*What is expected:* Each record below is to be copied exactly; the pictures are to be omitted.

Natural-language object grounding data:
■ ■ ■

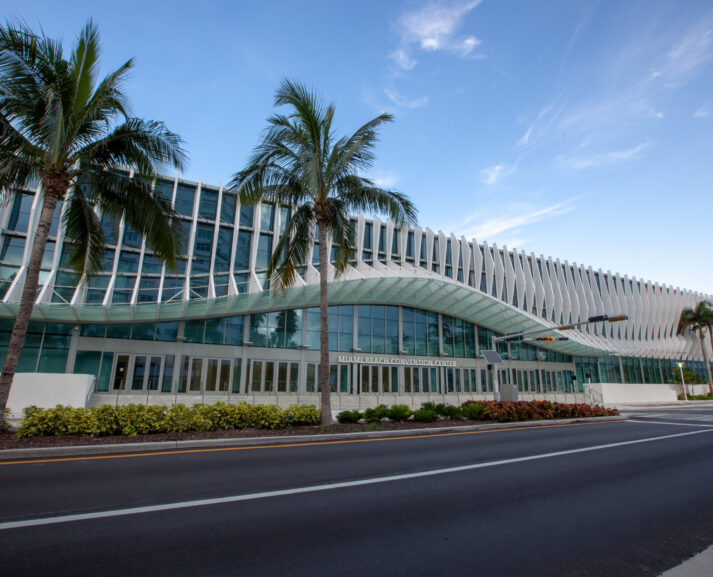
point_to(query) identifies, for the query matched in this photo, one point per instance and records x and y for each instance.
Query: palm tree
(62, 127)
(301, 164)
(698, 319)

■ ■ ■

*Task result:*
point_to(query) identifies, for the query matched in this photo, one point per instance and records x and y for each instance.
Query: palm tree
(62, 127)
(301, 164)
(698, 319)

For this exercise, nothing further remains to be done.